Texte du document

-------------------------

Délinquance, la décroissance

Les chiffres poursuivent leur tendance baissière au premier trimestre 2019 par rapport à la même période l’an dernier. Avec 203 faits délictueux de moins pour un total de 2.045 contre 2.248 au 1er trimestre 2018, les actes délictueux sont en baisse de 9%. Sans se féliciter du niveau général, toujours élevé, d’insécurité, les services de l’État appellent à poursuivre les politiques engagées.  

Après des années de « hausse exponentielle » jusqu’en 2016, la baisse des chiffres de la délinquance se confirme au premier trimestre de cette année, a dévoilé le préfet Dominique Sorain ce jeudi dans les locaux de la Direction départementale de la police aux frontières (DDPAF). À Mayotte, la délinquance générale a ainsi diminué de 9% au premier trimestre 2019 par rapport à la même période l’an dernier, avec 2.045 faits recensés au total (-203 faits). Cette diminution semble pérenniser celle déjà observée sur l’ensemble de l’année 2018, avec un nombre d’actes délictueux en baisse de 8,8% par rapport à l’année précédente. « Cela ne veut pas dire qu’il n’y a pas de délinquance« , a d’emblée relativisé le préfet ce jeudi, conscient que les chiffres ne retranscrivent que rarement la perception d’une population, et particulièrement celle des Mahorais, qui n’ont certes pas oublié le début d’année 2018 et ses sept semaines de grève générale contre l’insécurité. « Bien sûr que les gens sont touchés lorsqu’ils sont victimes, et ce n’est pas admissible« , indubitablement, « de la délinquance, il y en a toujours trop » dans le 101ème département, a insisté le préfet, « mais on ne peut pas parler de développement galopant« , a-t-il nuancé. Si pour lui, « la délinquance zéro n’existe pas« , les efforts entrepris ces derniers mois doivent être poursuivis, comme l’a fait valoir le ministre de l’Intérieur Christophe Castaner lors de sa visite-éclair du début de semaine.

-------------------------

Consigne donnée 1
Sélectionnez et recopiez chaque ligne des enregistrements ci-dessous qui contient la chaîne « flat ». Tenez compte de la casse.

Enregistrements fournis
-------------------------

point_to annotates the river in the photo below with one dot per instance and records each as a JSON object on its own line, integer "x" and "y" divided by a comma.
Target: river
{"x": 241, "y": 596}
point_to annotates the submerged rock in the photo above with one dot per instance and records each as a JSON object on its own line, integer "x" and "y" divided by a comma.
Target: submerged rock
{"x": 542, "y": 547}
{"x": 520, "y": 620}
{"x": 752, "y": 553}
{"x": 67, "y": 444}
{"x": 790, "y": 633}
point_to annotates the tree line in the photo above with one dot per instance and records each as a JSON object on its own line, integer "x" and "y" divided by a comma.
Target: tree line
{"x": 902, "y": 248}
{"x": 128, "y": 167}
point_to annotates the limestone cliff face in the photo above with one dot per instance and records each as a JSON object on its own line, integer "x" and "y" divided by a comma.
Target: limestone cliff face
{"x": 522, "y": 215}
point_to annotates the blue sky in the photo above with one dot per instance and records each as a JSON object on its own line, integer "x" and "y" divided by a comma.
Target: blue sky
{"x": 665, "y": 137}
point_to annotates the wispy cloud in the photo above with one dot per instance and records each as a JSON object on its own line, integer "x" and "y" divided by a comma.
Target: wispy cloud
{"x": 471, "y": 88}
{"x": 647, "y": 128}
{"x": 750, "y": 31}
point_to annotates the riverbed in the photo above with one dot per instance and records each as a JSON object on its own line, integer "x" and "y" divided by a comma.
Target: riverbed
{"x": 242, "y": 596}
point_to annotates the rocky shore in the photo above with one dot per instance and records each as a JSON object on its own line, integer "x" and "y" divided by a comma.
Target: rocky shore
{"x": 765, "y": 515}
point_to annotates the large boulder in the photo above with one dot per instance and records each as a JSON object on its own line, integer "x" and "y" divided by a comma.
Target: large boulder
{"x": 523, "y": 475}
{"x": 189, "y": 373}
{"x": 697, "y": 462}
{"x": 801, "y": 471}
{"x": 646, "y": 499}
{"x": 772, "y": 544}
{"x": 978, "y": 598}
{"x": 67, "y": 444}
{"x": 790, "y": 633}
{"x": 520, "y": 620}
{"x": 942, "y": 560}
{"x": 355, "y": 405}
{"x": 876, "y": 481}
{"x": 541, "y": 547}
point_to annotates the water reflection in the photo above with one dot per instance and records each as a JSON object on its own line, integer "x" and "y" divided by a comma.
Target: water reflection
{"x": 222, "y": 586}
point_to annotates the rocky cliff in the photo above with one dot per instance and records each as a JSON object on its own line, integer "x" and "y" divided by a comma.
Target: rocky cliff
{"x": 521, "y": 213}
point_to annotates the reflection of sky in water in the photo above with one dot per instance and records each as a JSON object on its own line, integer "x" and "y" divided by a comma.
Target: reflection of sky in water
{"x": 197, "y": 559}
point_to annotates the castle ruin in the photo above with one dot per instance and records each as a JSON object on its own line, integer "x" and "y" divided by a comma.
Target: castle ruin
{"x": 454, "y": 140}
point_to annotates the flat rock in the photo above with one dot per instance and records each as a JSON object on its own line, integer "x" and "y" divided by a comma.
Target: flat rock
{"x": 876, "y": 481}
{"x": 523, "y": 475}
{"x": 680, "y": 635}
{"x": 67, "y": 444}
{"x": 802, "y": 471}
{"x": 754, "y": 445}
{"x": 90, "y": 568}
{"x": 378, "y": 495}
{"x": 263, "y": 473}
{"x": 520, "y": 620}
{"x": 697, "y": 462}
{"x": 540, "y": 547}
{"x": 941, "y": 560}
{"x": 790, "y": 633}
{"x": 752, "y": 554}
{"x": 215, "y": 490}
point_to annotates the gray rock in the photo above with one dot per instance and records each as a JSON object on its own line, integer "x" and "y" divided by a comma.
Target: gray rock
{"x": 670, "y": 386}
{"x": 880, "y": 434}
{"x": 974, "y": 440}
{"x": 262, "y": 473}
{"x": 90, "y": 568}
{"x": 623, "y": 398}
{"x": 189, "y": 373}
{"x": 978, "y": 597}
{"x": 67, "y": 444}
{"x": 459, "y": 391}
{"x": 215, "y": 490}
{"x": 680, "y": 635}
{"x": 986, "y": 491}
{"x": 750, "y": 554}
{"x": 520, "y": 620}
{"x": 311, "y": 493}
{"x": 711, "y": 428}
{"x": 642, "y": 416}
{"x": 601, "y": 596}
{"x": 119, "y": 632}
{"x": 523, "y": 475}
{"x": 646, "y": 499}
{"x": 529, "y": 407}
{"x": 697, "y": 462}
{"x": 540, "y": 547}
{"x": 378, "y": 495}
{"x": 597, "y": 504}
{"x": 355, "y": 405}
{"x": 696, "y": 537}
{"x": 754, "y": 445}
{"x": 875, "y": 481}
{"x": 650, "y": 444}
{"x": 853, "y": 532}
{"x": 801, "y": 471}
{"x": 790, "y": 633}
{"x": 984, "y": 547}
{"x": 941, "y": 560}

-------------------------

Consigne donnée 2
Continuez l'article sur la baisse de la délinquance à Mayotte à partir de l'endroit où il s'arrête.

Réponse finale 1
point_to annotates the flat rock in the photo above with one dot per instance and records each as a JSON object on its own line, integer "x" and "y" divided by a comma.
Target: flat rock

Réponse finale 2
Une plus forte baisse en zone police

D’un point de vue géographique, la tendance se confirme autant en zone police qu’en zone gendarmerie, bien qu’à des niveaux différents. Ce début d’année aura ainsi enregistré 162 faits de moins dans la première et 41 dans la seconde. Une disparité qui s’explique notamment par le fait que la délinquance avait beaucoup augmenté en zone police, particulièrement en 2016, et par la mise en place de la vidéosurveillance à Mamoudzou. Un dispositif d’autant plus « dissuasif« , selon les termes du préfet Sorain, qu’il est couplé à l’initiative de participation citoyenne des Maillots jaunes (ex-Gilets jaunes), ces citoyens volontaires qui patrouillent bénévolement dans les rues de la commune pour prévenir les actes délictueux. Le système, désormais formalisé et encadré par un contrat de partenariat avec la police (voir Mayotte Hebdo n°881 de ce vendredi 19 avril), exclut d’emblée toute personne en situation irrégulière et définit une série de droits et de devoirs stricts. Le dispositif a d’ailleurs fait des émules en zone gendarmerie. Celle-ci vient de signer avec les mairies de Bandrélé et Chirongui des conventions en ce sens, a dévoilé le général Philippe Leclercq ce jeudi. Du côté de la gendarmerie, cette diminution de « seulement » 41 faits sur le premier trimestre s’explique aussi, selon ce dernier, par le fait que la gendarmerie exerce sa compétence sur pas moins de 72% de la population du département. Par ailleurs, les chiffres de référence sont ceux de 2018, et s’inscrivent dans un contexte particulier pour les gendarmes, qui ont eu à essuyer l’essentiel des difficultés liées au mouvement social.

 

Moins de cambriolages, plus de reconduites

 

Dans le détail, le paysage délictueux de ce premier trimestre se caractérise par une nette diminution des cambriolages (-32,2%) avec 179 faits, contre 264 à la même période l’an dernier. De manière générale, les atteintes aux biens sont en recul de 16,7%. Les atteintes volontaires à l’intégrité physique sont également en baisse, bien que dans une moindre mesure, avec 781 faits constatés contre 809 au premier trimestre 2018 (-3,46%). À noter toutefois que les violences gratuites augmentent de 4,36% en moyenne (bagarres, règlements de comptes; altercations, conflits de voisinage…) et que la diminution globale des atteintes physiques est tirée par celle des violences crapuleuses (-24,57%).

Du côté de la lutte contre l’immigration clandestine, les interpellations à terre ont progressé de 104% par rapport au premier trimestre 2018, a fait valoir la préfecture. Au total, près de 7.000 étrangers en situation irrégulière (ESI) ont été éloignés, à 98% vers l’Union des Comores. En moyenne, 77 personnes ont été reconduites chaque jour, contre 54 en 2017.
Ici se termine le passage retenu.